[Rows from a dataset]
[BEGIN]
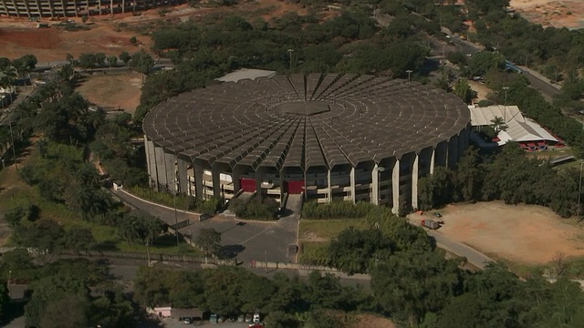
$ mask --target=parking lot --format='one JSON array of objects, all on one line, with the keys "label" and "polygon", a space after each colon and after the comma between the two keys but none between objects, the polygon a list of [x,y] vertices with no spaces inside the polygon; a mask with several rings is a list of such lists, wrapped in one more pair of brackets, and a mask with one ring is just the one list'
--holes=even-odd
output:
[{"label": "parking lot", "polygon": [[296,245],[297,221],[285,218],[277,222],[258,222],[235,220],[233,217],[216,216],[194,222],[179,231],[196,238],[201,229],[214,229],[221,232],[221,243],[225,257],[237,258],[249,263],[252,260],[272,261],[294,261],[296,253],[288,251]]}]

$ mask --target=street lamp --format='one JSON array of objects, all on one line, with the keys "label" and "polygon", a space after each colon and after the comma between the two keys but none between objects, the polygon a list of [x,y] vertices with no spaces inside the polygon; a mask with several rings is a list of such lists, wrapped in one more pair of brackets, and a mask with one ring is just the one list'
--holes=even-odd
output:
[{"label": "street lamp", "polygon": [[509,91],[509,87],[503,87],[503,89],[505,90],[505,105],[503,107],[503,120],[505,121],[505,124],[507,124],[507,91]]},{"label": "street lamp", "polygon": [[576,217],[578,218],[578,221],[581,221],[580,220],[580,194],[582,193],[582,164],[584,161],[580,159],[580,180],[578,187],[578,208],[576,208]]},{"label": "street lamp", "polygon": [[10,141],[12,142],[12,160],[15,162],[15,169],[18,170],[18,164],[16,164],[16,149],[15,149],[15,137],[12,133],[12,118],[10,118],[10,109],[8,111],[8,126],[10,127]]},{"label": "street lamp", "polygon": [[377,206],[379,207],[378,227],[381,221],[381,172],[385,172],[385,168],[377,168]]},{"label": "street lamp", "polygon": [[294,49],[288,49],[288,54],[290,54],[290,69],[292,69],[292,53]]}]

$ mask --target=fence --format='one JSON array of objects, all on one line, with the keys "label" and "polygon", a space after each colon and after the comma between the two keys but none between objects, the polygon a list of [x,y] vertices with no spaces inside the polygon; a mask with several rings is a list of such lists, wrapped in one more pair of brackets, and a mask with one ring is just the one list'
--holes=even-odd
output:
[{"label": "fence", "polygon": [[266,267],[266,263],[267,263],[268,269],[309,270],[309,271],[339,272],[339,271],[335,268],[329,268],[322,265],[311,265],[311,264],[292,263],[292,262],[276,262],[276,261],[269,261],[266,262],[263,261],[255,261],[255,260],[252,260],[251,267],[262,269]]},{"label": "fence", "polygon": [[[60,255],[87,256],[87,257],[102,257],[102,258],[118,258],[118,259],[132,259],[132,260],[148,260],[148,253],[131,252],[131,251],[62,251]],[[190,255],[172,255],[151,253],[150,260],[154,261],[173,261],[184,263],[205,263],[216,265],[237,265],[237,260],[221,260],[210,257],[198,257]]]}]

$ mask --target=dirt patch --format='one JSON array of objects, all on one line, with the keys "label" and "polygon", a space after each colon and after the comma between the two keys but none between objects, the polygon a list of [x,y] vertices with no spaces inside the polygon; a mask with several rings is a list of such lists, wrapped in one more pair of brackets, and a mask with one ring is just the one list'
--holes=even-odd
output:
[{"label": "dirt patch", "polygon": [[474,91],[476,91],[476,97],[473,98],[473,103],[478,103],[481,100],[486,99],[486,95],[493,92],[485,83],[476,81],[468,81],[468,85]]},{"label": "dirt patch", "polygon": [[543,26],[584,27],[584,3],[580,0],[512,0],[510,6]]},{"label": "dirt patch", "polygon": [[359,315],[355,327],[360,328],[395,328],[396,325],[389,319],[381,318],[370,314]]},{"label": "dirt patch", "polygon": [[526,264],[545,264],[559,251],[584,255],[584,229],[541,206],[501,201],[450,205],[439,233],[486,254]]},{"label": "dirt patch", "polygon": [[89,76],[78,91],[89,102],[133,113],[140,104],[141,74]]}]

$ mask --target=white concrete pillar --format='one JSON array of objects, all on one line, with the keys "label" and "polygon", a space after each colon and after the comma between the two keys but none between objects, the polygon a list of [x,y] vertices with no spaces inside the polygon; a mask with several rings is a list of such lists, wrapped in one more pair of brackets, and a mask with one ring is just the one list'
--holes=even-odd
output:
[{"label": "white concrete pillar", "polygon": [[380,205],[380,167],[375,164],[371,169],[371,203]]},{"label": "white concrete pillar", "polygon": [[164,152],[164,171],[168,189],[172,193],[176,192],[178,186],[176,186],[176,156],[174,154]]},{"label": "white concrete pillar", "polygon": [[355,186],[355,168],[350,168],[350,200],[353,203],[357,200],[355,196],[357,193],[356,186]]},{"label": "white concrete pillar", "polygon": [[188,162],[182,159],[177,159],[178,160],[178,178],[179,178],[179,192],[183,194],[189,193],[189,179],[187,177],[187,168],[189,166]]},{"label": "white concrete pillar", "polygon": [[330,183],[330,176],[331,176],[331,171],[330,169],[328,170],[327,172],[327,186],[328,186],[328,195],[327,195],[327,201],[328,202],[331,202],[332,201],[332,185]]},{"label": "white concrete pillar", "polygon": [[400,159],[395,159],[393,164],[393,171],[391,173],[391,193],[393,198],[393,207],[391,212],[398,214],[400,212]]},{"label": "white concrete pillar", "polygon": [[166,168],[164,163],[164,150],[162,147],[154,146],[154,156],[156,160],[156,182],[158,183],[157,188],[158,190],[161,191],[161,187],[162,190],[164,187],[168,183],[166,180]]},{"label": "white concrete pillar", "polygon": [[193,175],[194,178],[194,197],[203,200],[203,163],[199,159],[193,160]]},{"label": "white concrete pillar", "polygon": [[436,149],[432,149],[432,155],[430,156],[430,175],[434,174],[434,160],[436,158]]},{"label": "white concrete pillar", "polygon": [[412,208],[418,209],[418,171],[420,155],[415,154],[413,164],[412,164]]}]

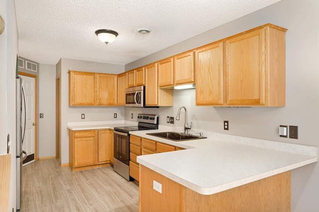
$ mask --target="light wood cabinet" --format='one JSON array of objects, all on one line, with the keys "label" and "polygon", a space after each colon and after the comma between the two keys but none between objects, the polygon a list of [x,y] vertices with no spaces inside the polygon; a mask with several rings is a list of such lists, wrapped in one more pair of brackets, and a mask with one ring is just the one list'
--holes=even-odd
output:
[{"label": "light wood cabinet", "polygon": [[158,63],[159,86],[174,85],[174,58],[162,60]]},{"label": "light wood cabinet", "polygon": [[96,74],[96,105],[117,105],[117,81],[116,75]]},{"label": "light wood cabinet", "polygon": [[145,85],[145,67],[140,67],[138,69],[128,72],[128,87],[141,86]]},{"label": "light wood cabinet", "polygon": [[184,149],[147,138],[134,135],[130,136],[130,176],[137,181],[140,180],[140,164],[137,157],[140,155],[149,155],[161,152]]},{"label": "light wood cabinet", "polygon": [[136,70],[131,70],[128,72],[128,86],[129,88],[136,86]]},{"label": "light wood cabinet", "polygon": [[142,139],[134,135],[130,136],[130,176],[137,181],[140,179],[139,164],[137,157],[141,155]]},{"label": "light wood cabinet", "polygon": [[70,71],[69,106],[113,106],[117,104],[117,76]]},{"label": "light wood cabinet", "polygon": [[196,50],[196,105],[223,104],[223,46],[219,42]]},{"label": "light wood cabinet", "polygon": [[194,52],[186,52],[174,57],[174,84],[194,83]]},{"label": "light wood cabinet", "polygon": [[110,139],[110,130],[98,130],[98,162],[109,162],[111,160],[112,149]]},{"label": "light wood cabinet", "polygon": [[114,133],[113,129],[110,130],[110,162],[113,164],[114,159]]},{"label": "light wood cabinet", "polygon": [[226,105],[285,106],[286,31],[267,24],[226,40]]},{"label": "light wood cabinet", "polygon": [[73,71],[68,73],[69,106],[94,106],[95,74]]},{"label": "light wood cabinet", "polygon": [[118,106],[125,106],[125,90],[128,88],[128,73],[118,75]]},{"label": "light wood cabinet", "polygon": [[159,87],[157,63],[147,66],[145,72],[146,106],[172,106],[172,90]]},{"label": "light wood cabinet", "polygon": [[110,131],[69,130],[69,166],[72,171],[110,165]]},{"label": "light wood cabinet", "polygon": [[145,67],[136,69],[136,86],[145,85]]}]

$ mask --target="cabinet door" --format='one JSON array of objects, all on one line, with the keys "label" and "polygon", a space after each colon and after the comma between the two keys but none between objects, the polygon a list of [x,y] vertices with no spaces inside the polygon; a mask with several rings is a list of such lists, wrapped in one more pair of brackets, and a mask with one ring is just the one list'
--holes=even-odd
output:
[{"label": "cabinet door", "polygon": [[96,142],[95,137],[74,138],[74,167],[95,164]]},{"label": "cabinet door", "polygon": [[116,106],[117,104],[117,76],[114,74],[97,74],[98,106]]},{"label": "cabinet door", "polygon": [[265,104],[265,28],[226,41],[226,104]]},{"label": "cabinet door", "polygon": [[128,73],[118,75],[118,106],[125,106],[125,89],[128,88]]},{"label": "cabinet door", "polygon": [[129,88],[136,86],[136,71],[131,70],[128,72],[128,86]]},{"label": "cabinet door", "polygon": [[195,52],[196,106],[223,104],[223,43]]},{"label": "cabinet door", "polygon": [[174,66],[175,85],[194,82],[194,52],[185,52],[174,57]]},{"label": "cabinet door", "polygon": [[146,73],[145,105],[147,106],[157,106],[159,105],[157,63],[147,66],[145,71]]},{"label": "cabinet door", "polygon": [[98,138],[98,162],[110,161],[111,157],[110,130],[99,130]]},{"label": "cabinet door", "polygon": [[114,134],[113,130],[110,130],[110,162],[113,164],[114,157]]},{"label": "cabinet door", "polygon": [[95,74],[90,72],[69,72],[69,106],[94,105]]},{"label": "cabinet door", "polygon": [[136,86],[145,85],[145,68],[141,67],[136,70]]},{"label": "cabinet door", "polygon": [[159,62],[159,86],[174,85],[174,59],[173,58]]}]

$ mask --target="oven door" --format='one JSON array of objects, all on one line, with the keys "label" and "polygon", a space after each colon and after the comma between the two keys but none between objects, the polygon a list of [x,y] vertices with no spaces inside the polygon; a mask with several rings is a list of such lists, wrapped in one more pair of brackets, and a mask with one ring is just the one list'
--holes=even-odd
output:
[{"label": "oven door", "polygon": [[130,136],[114,131],[114,158],[125,164],[130,164]]}]

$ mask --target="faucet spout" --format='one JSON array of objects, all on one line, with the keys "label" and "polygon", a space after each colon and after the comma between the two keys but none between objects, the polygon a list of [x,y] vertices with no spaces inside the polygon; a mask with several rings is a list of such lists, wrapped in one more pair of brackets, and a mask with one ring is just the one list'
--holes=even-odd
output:
[{"label": "faucet spout", "polygon": [[188,129],[191,129],[192,123],[190,122],[190,125],[189,125],[187,123],[187,110],[185,106],[180,106],[178,108],[177,115],[176,116],[176,120],[179,120],[179,114],[180,114],[180,110],[182,108],[185,109],[185,123],[184,124],[184,133],[188,134]]}]

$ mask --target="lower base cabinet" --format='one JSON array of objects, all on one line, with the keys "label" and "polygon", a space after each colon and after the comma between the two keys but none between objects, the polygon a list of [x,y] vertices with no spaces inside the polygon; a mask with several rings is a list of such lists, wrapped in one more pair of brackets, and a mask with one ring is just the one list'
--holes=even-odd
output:
[{"label": "lower base cabinet", "polygon": [[69,130],[69,166],[72,171],[113,162],[113,130]]},{"label": "lower base cabinet", "polygon": [[[291,172],[211,195],[197,193],[140,165],[140,211],[290,212]],[[153,181],[161,184],[161,193]]]},{"label": "lower base cabinet", "polygon": [[140,164],[137,161],[137,156],[184,149],[134,135],[131,135],[130,143],[130,176],[138,182],[140,181]]}]

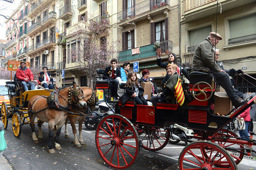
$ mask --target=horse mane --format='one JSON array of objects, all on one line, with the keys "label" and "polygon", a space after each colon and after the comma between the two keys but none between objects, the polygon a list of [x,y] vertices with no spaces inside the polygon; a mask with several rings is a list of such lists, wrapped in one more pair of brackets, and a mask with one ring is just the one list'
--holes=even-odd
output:
[{"label": "horse mane", "polygon": [[72,85],[66,85],[66,86],[64,86],[63,87],[62,87],[61,88],[60,88],[60,90],[62,90],[62,89],[64,89],[64,88],[67,88],[67,87],[70,87],[70,86],[72,86]]}]

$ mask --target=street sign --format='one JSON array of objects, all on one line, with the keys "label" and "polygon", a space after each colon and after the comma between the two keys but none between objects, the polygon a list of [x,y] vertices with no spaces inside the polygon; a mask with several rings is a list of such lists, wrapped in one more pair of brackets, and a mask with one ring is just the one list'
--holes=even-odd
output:
[{"label": "street sign", "polygon": [[133,63],[133,71],[134,72],[139,72],[139,62]]},{"label": "street sign", "polygon": [[64,78],[65,77],[65,70],[63,69],[61,70],[61,78]]}]

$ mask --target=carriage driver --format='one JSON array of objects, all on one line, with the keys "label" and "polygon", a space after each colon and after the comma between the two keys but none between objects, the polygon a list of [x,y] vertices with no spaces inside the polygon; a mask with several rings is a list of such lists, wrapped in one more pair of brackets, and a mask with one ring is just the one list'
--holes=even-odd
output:
[{"label": "carriage driver", "polygon": [[21,61],[20,66],[16,71],[17,78],[22,84],[24,92],[28,90],[27,84],[30,86],[31,90],[35,90],[34,81],[34,75],[30,69],[26,66],[26,62]]},{"label": "carriage driver", "polygon": [[[222,69],[214,60],[214,46],[215,46],[222,38],[218,33],[214,32],[196,47],[193,57],[193,67],[206,67],[210,70],[220,85],[225,89],[228,96],[236,107],[238,107],[246,102],[246,100],[240,98],[232,87],[229,75]],[[203,72],[208,70],[200,69]]]}]

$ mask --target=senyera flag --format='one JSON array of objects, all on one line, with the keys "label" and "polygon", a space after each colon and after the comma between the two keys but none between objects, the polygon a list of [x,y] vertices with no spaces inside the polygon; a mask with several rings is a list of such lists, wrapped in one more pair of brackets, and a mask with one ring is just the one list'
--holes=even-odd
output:
[{"label": "senyera flag", "polygon": [[179,78],[178,78],[178,81],[174,88],[175,88],[175,92],[174,93],[174,96],[176,98],[178,104],[182,106],[184,103],[185,97],[182,86],[181,85],[181,80]]}]

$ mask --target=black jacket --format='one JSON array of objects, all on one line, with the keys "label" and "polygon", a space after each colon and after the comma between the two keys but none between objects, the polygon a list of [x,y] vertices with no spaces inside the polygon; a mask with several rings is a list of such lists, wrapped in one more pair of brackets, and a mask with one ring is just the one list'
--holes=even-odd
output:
[END]
## TASK
Your task is to reproduce, exactly and exclusively, the lines from the one holding "mask --target=black jacket" through the final line of the listing.

## TASK RESULT
$ mask --target=black jacket --format='one JSON array of objects, all on one line, with the keys "label" and "polygon", a space after each colon and after the comma between the two keys but none between objects, the polygon a list of [x,y] vertices with no spaces inside the polygon; a mask with several rings is a list of such lists, wrapped in one more pair of brackets, and a mask with one ring is just the one list'
--holes=even-odd
output:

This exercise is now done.